:: TASK ITEM ::
Output the entries exactly. Start at the first line, finish with the line containing "Mark the bathtub rim", and omit the pictures.

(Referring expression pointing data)

[Start of section]

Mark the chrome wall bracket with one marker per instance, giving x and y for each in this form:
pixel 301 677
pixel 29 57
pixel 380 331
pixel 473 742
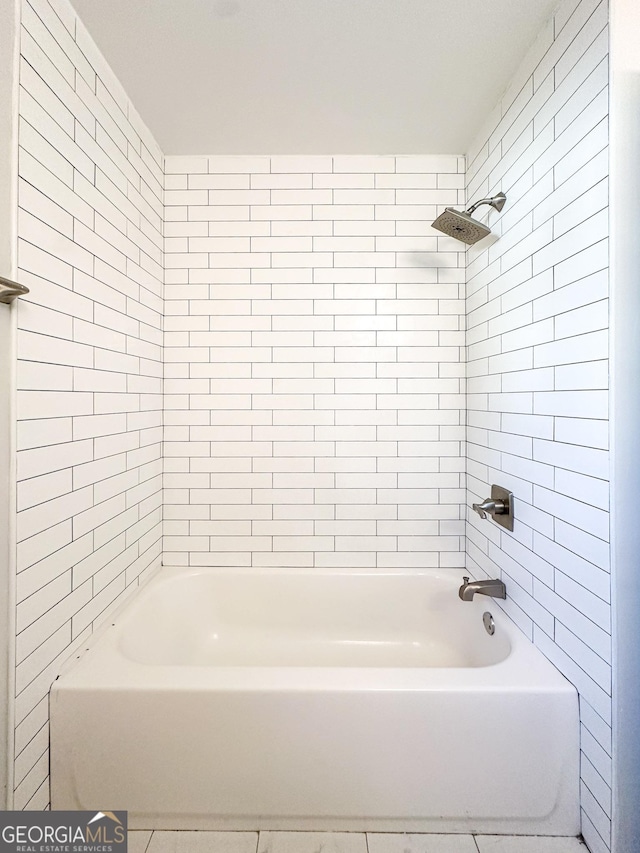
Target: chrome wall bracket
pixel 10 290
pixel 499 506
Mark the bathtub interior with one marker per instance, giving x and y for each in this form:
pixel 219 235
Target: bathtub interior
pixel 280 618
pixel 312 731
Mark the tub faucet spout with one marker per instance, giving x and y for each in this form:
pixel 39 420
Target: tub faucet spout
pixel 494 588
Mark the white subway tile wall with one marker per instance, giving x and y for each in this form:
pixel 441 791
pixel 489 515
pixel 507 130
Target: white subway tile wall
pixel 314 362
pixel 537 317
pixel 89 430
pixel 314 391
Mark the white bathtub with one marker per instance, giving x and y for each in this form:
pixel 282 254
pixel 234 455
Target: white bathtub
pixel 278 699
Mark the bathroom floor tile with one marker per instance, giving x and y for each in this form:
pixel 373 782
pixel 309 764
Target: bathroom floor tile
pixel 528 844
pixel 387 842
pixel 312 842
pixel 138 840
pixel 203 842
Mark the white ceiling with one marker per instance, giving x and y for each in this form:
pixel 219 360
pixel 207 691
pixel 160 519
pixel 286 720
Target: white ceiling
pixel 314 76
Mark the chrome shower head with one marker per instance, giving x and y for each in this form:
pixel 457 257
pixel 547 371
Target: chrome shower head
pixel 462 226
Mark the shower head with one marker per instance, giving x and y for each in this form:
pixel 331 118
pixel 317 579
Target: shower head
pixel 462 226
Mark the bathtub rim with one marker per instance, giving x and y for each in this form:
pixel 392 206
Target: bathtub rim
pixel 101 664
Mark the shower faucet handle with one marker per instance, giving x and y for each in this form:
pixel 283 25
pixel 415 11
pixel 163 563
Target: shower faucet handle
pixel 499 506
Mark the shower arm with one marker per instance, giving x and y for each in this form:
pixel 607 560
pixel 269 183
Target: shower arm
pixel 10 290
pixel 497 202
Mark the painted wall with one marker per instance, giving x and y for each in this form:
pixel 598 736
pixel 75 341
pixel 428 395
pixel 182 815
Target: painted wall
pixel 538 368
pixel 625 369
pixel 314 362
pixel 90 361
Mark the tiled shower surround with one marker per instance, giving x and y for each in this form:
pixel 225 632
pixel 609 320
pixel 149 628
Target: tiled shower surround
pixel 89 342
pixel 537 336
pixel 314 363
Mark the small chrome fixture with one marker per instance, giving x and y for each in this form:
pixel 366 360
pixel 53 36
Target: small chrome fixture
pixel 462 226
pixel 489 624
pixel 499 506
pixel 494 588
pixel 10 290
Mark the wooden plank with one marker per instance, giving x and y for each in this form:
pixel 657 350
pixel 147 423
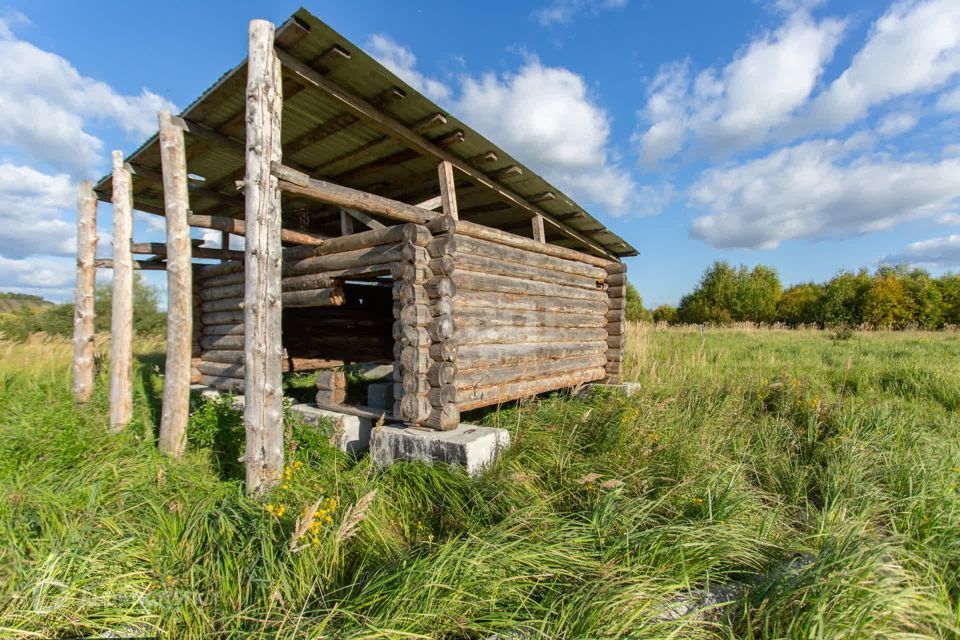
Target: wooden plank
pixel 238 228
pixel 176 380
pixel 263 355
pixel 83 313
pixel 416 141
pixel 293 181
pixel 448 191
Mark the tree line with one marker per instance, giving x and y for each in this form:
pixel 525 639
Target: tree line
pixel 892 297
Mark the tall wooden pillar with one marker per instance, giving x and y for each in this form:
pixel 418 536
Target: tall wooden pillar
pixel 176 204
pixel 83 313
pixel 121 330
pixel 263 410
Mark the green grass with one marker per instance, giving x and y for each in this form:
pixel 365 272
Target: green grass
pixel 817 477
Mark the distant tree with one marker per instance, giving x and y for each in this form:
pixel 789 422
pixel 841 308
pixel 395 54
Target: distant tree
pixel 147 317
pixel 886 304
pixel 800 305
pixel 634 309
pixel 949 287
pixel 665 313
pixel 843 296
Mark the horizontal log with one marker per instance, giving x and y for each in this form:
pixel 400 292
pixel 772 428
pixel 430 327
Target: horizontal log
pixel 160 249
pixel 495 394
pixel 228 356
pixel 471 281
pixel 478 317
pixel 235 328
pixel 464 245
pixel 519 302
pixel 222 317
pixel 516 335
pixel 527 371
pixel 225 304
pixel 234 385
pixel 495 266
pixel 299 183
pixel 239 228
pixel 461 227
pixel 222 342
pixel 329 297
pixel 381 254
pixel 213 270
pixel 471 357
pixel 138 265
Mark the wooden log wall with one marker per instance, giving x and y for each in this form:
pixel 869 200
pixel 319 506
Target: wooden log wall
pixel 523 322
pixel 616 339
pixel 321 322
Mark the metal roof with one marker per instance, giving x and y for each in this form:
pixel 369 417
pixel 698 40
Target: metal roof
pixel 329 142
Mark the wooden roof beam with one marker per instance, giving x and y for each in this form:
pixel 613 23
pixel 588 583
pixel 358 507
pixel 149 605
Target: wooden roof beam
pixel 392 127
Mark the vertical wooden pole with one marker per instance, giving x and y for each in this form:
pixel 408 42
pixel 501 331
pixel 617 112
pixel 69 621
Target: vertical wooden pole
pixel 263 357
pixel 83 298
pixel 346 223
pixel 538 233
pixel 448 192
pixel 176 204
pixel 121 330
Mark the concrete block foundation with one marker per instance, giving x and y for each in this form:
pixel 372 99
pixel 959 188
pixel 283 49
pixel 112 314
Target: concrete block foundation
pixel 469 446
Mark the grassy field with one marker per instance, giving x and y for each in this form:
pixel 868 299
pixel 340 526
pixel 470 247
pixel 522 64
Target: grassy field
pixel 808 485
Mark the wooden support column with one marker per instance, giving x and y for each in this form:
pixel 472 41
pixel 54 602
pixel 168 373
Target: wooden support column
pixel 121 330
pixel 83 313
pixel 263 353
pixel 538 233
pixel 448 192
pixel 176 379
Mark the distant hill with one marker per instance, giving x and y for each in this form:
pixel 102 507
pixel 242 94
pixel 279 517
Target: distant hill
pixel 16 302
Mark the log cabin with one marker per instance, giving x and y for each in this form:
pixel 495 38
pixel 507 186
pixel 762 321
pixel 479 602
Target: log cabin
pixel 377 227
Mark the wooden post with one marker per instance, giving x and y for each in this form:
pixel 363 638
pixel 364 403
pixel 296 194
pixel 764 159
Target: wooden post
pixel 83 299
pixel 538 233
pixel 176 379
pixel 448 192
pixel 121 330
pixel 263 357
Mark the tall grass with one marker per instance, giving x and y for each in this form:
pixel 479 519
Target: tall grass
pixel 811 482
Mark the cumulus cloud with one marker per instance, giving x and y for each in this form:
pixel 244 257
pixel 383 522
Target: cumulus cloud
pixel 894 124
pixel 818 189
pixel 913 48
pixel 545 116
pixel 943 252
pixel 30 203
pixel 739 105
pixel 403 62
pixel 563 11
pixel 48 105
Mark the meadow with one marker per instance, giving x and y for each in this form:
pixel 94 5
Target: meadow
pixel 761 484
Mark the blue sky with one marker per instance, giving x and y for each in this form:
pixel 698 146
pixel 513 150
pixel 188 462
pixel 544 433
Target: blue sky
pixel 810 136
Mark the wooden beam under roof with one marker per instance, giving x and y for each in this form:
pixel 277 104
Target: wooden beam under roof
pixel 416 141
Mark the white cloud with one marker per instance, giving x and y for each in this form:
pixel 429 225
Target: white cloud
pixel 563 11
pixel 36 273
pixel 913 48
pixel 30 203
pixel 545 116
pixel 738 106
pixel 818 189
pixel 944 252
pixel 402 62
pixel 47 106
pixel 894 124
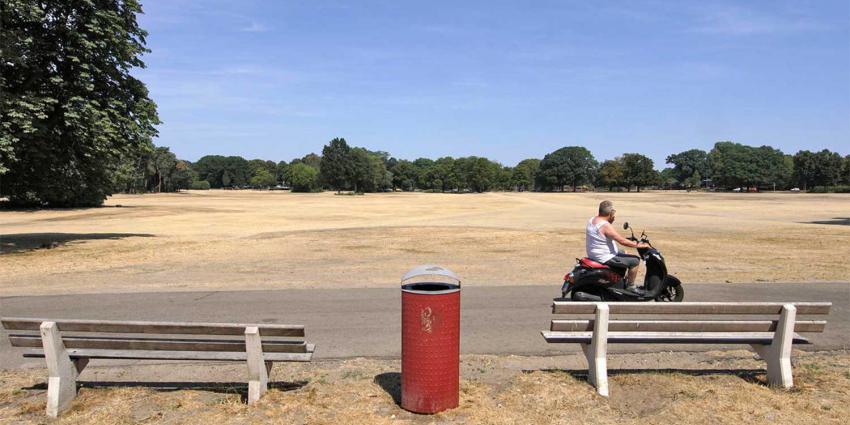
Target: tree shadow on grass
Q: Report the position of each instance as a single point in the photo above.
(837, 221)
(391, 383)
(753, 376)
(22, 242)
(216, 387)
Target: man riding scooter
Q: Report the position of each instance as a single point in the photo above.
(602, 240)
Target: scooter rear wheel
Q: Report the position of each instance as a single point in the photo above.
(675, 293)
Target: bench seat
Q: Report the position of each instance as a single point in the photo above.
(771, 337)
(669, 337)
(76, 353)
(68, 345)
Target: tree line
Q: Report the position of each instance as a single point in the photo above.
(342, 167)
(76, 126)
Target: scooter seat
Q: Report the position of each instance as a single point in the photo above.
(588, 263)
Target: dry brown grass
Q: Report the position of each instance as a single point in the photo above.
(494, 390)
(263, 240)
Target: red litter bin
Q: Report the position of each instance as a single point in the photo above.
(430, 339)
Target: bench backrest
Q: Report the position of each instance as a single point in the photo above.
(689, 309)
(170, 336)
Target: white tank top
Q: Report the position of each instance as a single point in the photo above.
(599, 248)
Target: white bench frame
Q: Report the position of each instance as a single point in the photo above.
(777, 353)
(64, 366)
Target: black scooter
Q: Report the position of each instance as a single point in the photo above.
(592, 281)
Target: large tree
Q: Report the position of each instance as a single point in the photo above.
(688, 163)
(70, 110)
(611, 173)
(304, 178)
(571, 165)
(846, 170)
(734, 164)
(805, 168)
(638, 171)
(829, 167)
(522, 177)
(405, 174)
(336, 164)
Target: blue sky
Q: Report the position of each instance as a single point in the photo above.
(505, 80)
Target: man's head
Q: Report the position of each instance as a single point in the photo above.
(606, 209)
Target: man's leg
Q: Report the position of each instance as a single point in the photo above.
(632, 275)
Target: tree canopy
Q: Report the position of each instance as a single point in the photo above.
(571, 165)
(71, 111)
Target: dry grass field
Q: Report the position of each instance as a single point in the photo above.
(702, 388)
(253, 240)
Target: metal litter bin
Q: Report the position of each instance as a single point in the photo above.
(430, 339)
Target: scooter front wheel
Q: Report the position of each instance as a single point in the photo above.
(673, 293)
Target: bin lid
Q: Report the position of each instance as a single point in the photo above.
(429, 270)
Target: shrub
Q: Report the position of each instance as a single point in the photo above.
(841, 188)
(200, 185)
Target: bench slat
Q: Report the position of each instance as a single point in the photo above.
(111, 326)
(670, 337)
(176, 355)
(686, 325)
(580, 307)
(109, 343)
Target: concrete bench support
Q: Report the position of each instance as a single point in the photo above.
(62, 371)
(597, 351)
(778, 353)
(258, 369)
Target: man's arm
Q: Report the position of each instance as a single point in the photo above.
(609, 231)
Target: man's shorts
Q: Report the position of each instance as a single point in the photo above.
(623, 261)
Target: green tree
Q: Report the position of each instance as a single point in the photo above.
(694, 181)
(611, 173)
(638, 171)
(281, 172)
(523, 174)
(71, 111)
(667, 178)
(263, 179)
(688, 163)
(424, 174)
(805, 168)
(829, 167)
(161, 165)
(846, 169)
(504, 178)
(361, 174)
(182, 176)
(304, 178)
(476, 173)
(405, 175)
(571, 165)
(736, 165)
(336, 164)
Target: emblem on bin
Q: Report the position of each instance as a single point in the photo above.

[End of section]

:: RESPONSE BOX ::
Mark the chrome wall bracket with one marker per instance, giving x and y for each in this form:
pixel 301 677
pixel 29 57
pixel 380 331
pixel 473 742
Target: chrome wall bracket
pixel 10 290
pixel 499 506
Mark the bathtub interior with one marker per instance, giving x and y for each in this form:
pixel 219 235
Target: bathtub interior
pixel 280 618
pixel 312 731
Mark the tub faucet spout with one marker per instance, giving x and y for each in this form:
pixel 39 420
Target: tub faucet spout
pixel 494 588
Mark the white subway tile wall with one marker per instance, giving x and y for each in this form:
pixel 441 791
pixel 489 515
pixel 507 130
Target: white subway tile wall
pixel 314 362
pixel 537 317
pixel 89 430
pixel 314 391
Mark the white bathtub with one marker per instance, giving x and y for each in this form:
pixel 282 254
pixel 234 455
Target: white bathtub
pixel 278 699
Mark the bathroom floor tile with one marker per instance, giving x and y for each in this form:
pixel 373 782
pixel 309 764
Target: bathroom floor tile
pixel 528 844
pixel 387 842
pixel 312 842
pixel 138 840
pixel 203 842
Mark the white ceiling with one marker per instance, giving x and y for each in this form:
pixel 219 360
pixel 207 691
pixel 160 519
pixel 286 720
Target: white ceiling
pixel 314 76
Mark the chrome shower head with one marker per instance, giving x and y for each in this form:
pixel 457 257
pixel 547 371
Target: chrome shower head
pixel 462 226
Mark the shower head with one marker per instance, giving x and y for each in this form:
pixel 331 118
pixel 317 579
Target: shower head
pixel 462 226
Mark the bathtub rim with one marker per instance, giving x and y for each in this form:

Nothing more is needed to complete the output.